==== Raw records ====

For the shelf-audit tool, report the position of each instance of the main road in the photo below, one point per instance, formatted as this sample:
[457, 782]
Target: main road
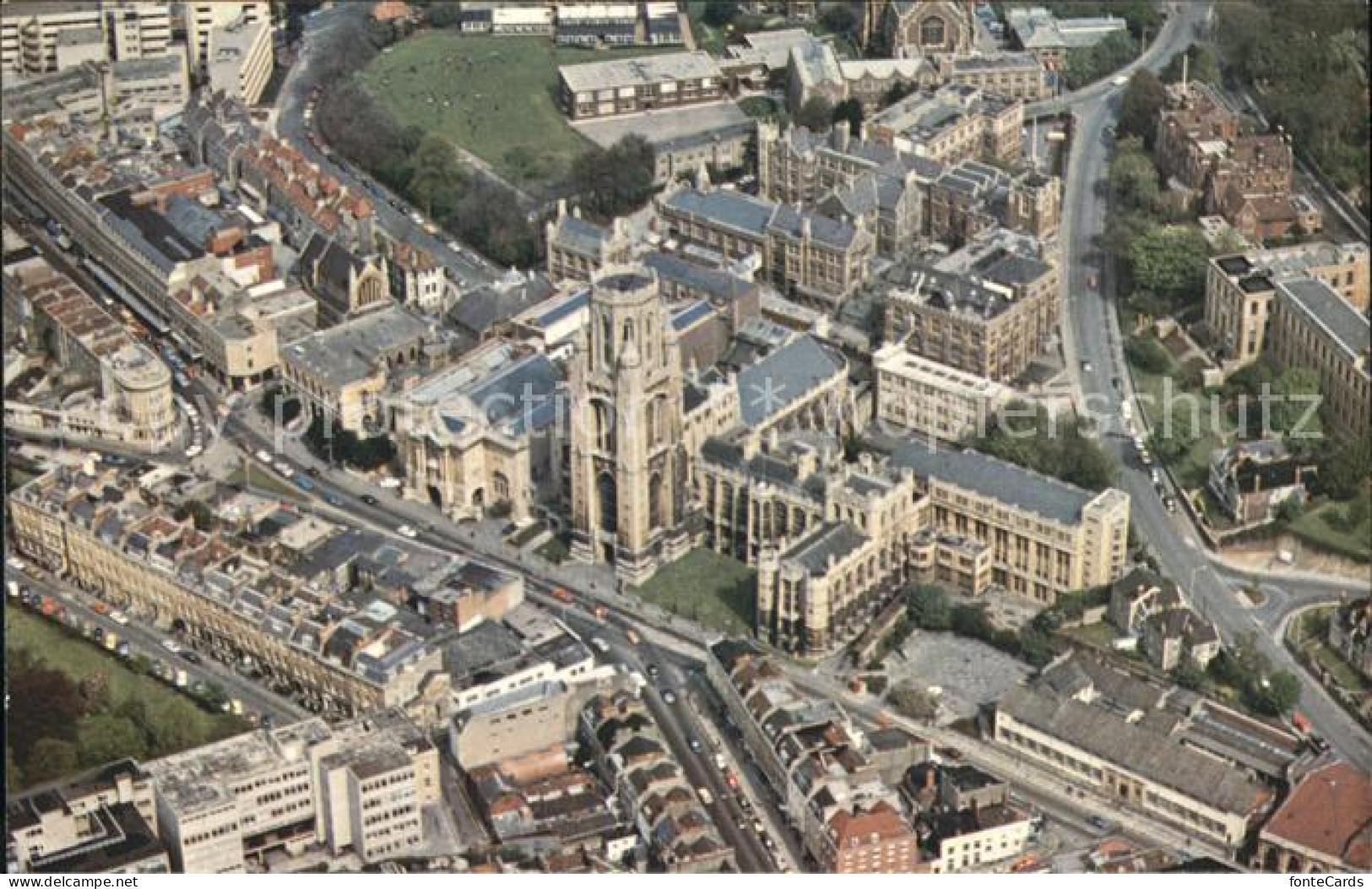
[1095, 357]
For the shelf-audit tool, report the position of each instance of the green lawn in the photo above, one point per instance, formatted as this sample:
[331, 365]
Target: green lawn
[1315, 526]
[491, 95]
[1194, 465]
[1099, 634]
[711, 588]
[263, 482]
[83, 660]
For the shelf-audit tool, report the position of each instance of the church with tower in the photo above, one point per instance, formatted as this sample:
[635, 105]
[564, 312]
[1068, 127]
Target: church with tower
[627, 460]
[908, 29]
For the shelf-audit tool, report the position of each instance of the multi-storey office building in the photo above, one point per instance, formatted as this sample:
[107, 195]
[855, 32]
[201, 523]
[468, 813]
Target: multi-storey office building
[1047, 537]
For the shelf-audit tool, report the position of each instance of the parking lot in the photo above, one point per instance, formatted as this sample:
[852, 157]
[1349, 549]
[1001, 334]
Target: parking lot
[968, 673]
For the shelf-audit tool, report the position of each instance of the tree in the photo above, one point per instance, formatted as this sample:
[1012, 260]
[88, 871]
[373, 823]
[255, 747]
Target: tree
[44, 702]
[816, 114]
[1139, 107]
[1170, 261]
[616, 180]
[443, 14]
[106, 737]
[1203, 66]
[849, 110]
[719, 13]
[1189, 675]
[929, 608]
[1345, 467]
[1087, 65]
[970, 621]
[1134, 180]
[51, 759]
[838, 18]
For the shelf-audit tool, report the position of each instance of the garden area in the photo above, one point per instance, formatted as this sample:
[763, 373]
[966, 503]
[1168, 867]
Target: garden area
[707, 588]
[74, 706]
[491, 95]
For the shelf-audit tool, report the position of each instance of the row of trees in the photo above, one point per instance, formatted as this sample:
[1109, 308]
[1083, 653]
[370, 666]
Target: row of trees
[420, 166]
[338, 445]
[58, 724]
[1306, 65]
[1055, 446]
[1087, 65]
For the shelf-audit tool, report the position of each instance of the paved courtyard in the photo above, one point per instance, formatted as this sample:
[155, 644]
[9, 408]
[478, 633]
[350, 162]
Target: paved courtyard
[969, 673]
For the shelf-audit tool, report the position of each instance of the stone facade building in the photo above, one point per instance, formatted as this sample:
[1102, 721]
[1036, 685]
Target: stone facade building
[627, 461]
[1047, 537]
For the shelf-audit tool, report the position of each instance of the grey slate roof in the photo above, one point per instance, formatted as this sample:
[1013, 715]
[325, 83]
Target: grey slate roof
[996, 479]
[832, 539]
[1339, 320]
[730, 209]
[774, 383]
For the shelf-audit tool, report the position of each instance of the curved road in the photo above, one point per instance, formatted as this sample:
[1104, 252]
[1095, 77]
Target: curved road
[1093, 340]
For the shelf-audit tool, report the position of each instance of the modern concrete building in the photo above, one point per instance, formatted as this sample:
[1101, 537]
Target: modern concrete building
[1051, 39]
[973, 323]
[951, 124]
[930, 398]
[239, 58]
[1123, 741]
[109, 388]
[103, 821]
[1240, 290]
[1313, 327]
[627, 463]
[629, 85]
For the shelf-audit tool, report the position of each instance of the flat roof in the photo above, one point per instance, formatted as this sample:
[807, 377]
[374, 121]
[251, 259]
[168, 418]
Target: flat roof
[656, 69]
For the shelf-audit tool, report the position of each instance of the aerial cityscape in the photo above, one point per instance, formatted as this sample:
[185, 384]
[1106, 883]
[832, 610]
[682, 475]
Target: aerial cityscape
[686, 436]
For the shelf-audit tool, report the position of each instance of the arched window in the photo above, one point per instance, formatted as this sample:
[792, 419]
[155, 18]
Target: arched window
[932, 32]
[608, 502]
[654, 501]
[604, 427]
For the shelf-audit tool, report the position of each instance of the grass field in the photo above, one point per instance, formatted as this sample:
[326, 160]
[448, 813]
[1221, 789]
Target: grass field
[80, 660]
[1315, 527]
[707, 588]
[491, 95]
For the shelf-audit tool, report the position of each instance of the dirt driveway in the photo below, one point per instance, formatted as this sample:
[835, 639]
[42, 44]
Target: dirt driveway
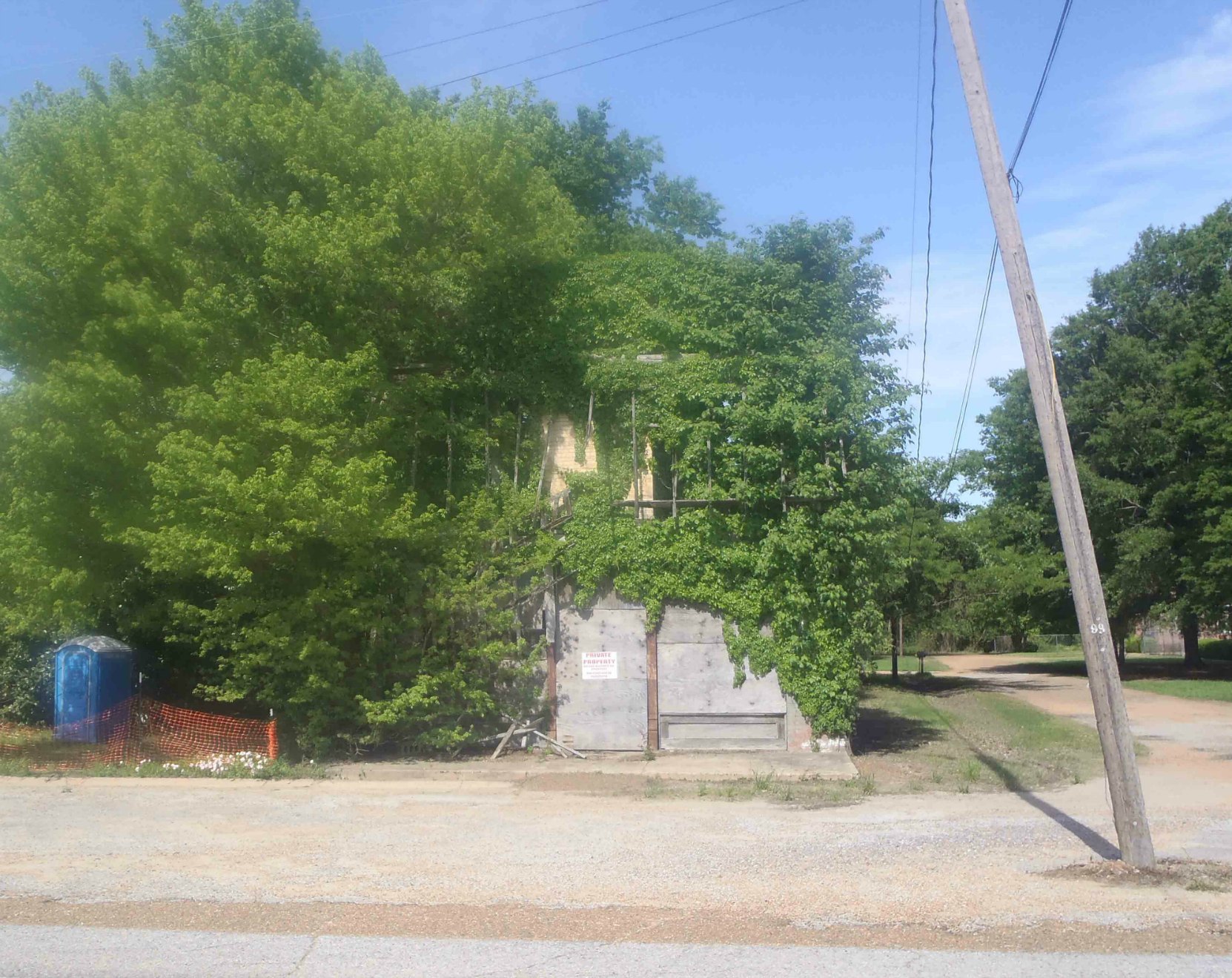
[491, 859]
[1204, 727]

====

Set out every line of the records above as a Markdown table with two columns, Row (a running number) and Text (the line), skipping blank lines. Leave the pictures out of the table.

Response>
| Row | Text |
|---|---|
| 1 | For the shelf-audit tool, report the position of each instance of the main road in the photo below, one point per instance, formatted as this sample: |
| 2 | [457, 782] |
| 3 | Target: main road |
| 4 | [1095, 357] |
| 5 | For the shelf-audit tool, report the position of each instance of the green lawn in the photo above, one point per instance, formatted as this sample: |
| 6 | [331, 365] |
| 7 | Target: green lawn |
| 8 | [1315, 526] |
| 9 | [491, 95] |
| 10 | [1194, 465] |
| 11 | [1099, 634] |
| 12 | [711, 588] |
| 13 | [263, 482] |
| 14 | [83, 660] |
| 15 | For the shelf-audit tool, report the position of each instance of the church with tower in the photo above, one point per instance, formatted as this sample: |
| 16 | [635, 105] |
| 17 | [564, 312] |
| 18 | [1068, 127] |
| 19 | Target: church with tower |
| 20 | [627, 460] |
| 21 | [908, 29] |
| 22 | For the shelf-audit tool, report the position of each instance of the multi-storey office building in the photo above, one point per instance, formatted as this sample: |
| 23 | [107, 195] |
| 24 | [855, 32] |
| 25 | [201, 523] |
| 26 | [468, 813] |
| 27 | Target: multi-storey office building |
| 28 | [1047, 537] |
| 29 | For the shelf-audit tool, report the position of each instance of the parking lot in the photo above, one point per instance, formatted as this sample: |
| 30 | [852, 157] |
| 31 | [1349, 549] |
| 32 | [1001, 334] |
| 33 | Target: parking lot |
| 34 | [968, 673] |
| 35 | For the shelf-audit tool, report the position of each instance of the tree in the photo above, one point per instance, formatted as this sample: |
| 36 | [1012, 260] |
| 37 | [88, 871] |
| 38 | [373, 823] |
| 39 | [255, 747] |
| 40 | Target: tree |
| 41 | [44, 702] |
| 42 | [816, 114] |
| 43 | [1139, 107] |
| 44 | [1170, 261] |
| 45 | [616, 180] |
| 46 | [443, 14] |
| 47 | [106, 737] |
| 48 | [1203, 66] |
| 49 | [849, 110] |
| 50 | [719, 13] |
| 51 | [1189, 675] |
| 52 | [929, 608] |
| 53 | [1345, 467] |
| 54 | [1087, 65] |
| 55 | [970, 621] |
| 56 | [1134, 180] |
| 57 | [51, 759] |
| 58 | [838, 18] |
| 59 | For the shelf-audit tool, report the position of each instance of the garden area in the photo above, one point per instance, formatted as this sample: |
| 60 | [763, 373] |
| 61 | [966, 503] |
| 62 | [1168, 867] |
| 63 | Target: garden area |
| 64 | [707, 588] |
| 65 | [74, 706] |
| 66 | [491, 95] |
| 67 | For the shelf-audit tool, report the position of each instance of the row of trees in the photo above, one point per instance, formatted as this sample: |
| 68 | [1109, 308] |
| 69 | [1083, 653] |
| 70 | [370, 666] |
| 71 | Target: row of trees |
| 72 | [420, 166] |
| 73 | [338, 445] |
| 74 | [58, 724] |
| 75 | [1306, 65] |
| 76 | [1055, 446] |
| 77 | [1087, 65] |
| 78 | For the shelf-audit tool, report the position of each instance of the paved courtyard in the photo above, one point per instance, formatted as this sample: |
| 79 | [155, 644] |
| 80 | [9, 408] |
| 81 | [478, 633] |
| 82 | [350, 162] |
| 83 | Target: paved courtyard |
| 84 | [969, 673] |
| 85 | For the shelf-audit tool, report the position of each instance of the stone facade building in the photo above, one point per instance, formatted as this sample: |
| 86 | [1102, 721] |
| 87 | [1036, 685] |
| 88 | Target: stone facade building |
| 89 | [627, 461] |
| 90 | [1047, 537] |
| 91 | For the shelf-audit tool, report the position of each instance of the grey slate roof in the photo above, one point per instance, formatted as this sample: |
| 92 | [1013, 715] |
| 93 | [325, 83] |
| 94 | Target: grey slate roof |
| 95 | [996, 479] |
| 96 | [832, 539] |
| 97 | [1339, 320] |
| 98 | [730, 209] |
| 99 | [774, 383] |
| 100 | For the shelf-audit tool, report the position of each instance of the curved road in the photo above, one point per instance, formatted as this sample: |
| 101 | [1104, 252] |
| 102 | [1095, 77] |
| 103 | Target: curved road |
| 104 | [1093, 340] |
| 105 | For the shelf-audit tool, report the position of each instance of the modern concrete building in the photo above, one point per instance, formatted as this sample: |
| 106 | [1101, 537] |
| 107 | Target: modern concrete building |
| 108 | [1051, 39] |
| 109 | [973, 323] |
| 110 | [951, 124] |
| 111 | [930, 398] |
| 112 | [239, 58] |
| 113 | [1123, 741] |
| 114 | [109, 388] |
| 115 | [103, 821] |
| 116 | [1240, 290] |
| 117 | [1313, 327] |
| 118 | [627, 463] |
| 119 | [629, 85] |
| 120 | For the shelf-audit tool, report the position of each instance of the flat roof in the photo above, one point per instance, formatted as this sample: |
| 121 | [807, 377] |
| 122 | [374, 121] |
| 123 | [251, 259] |
| 124 | [168, 418] |
| 125 | Target: flat roof |
| 126 | [656, 69] |
| 127 | For the shelf-audit tool, report the position of each instance of the aerial cityscape in the photo above, one point per instance, formatted as this sample: |
| 128 | [185, 384] |
| 129 | [1106, 883] |
| 130 | [832, 610] |
| 131 | [682, 475] |
| 132 | Target: aerial cityscape |
| 133 | [686, 436] |
| 134 | For the shelf-audit tool, report the position of each instance of the arched window in the photo above, one point per instance, formatted as this sample: |
| 135 | [792, 419] |
| 136 | [155, 18] |
| 137 | Target: arched window |
| 138 | [932, 32] |
| 139 | [608, 502] |
| 140 | [654, 501] |
| 141 | [604, 427] |
| 142 | For the shelf-audit tool, report the position of each instance of the grass field in the photo above, one point per instance, formatted as this sample: |
| 143 | [326, 160] |
| 144 | [448, 813] |
| 145 | [1221, 789] |
| 146 | Target: grass field |
| 147 | [80, 660] |
| 148 | [1315, 527] |
| 149 | [707, 588] |
| 150 | [491, 95] |
| 151 | For the shelf-audit tool, report the position of each instance of the dirt driveway in the photo below, one point per instance, formatted as this sample: |
| 152 | [835, 639] |
| 153 | [42, 44] |
| 154 | Target: dirt driveway |
| 155 | [491, 859] |
| 156 | [1204, 727] |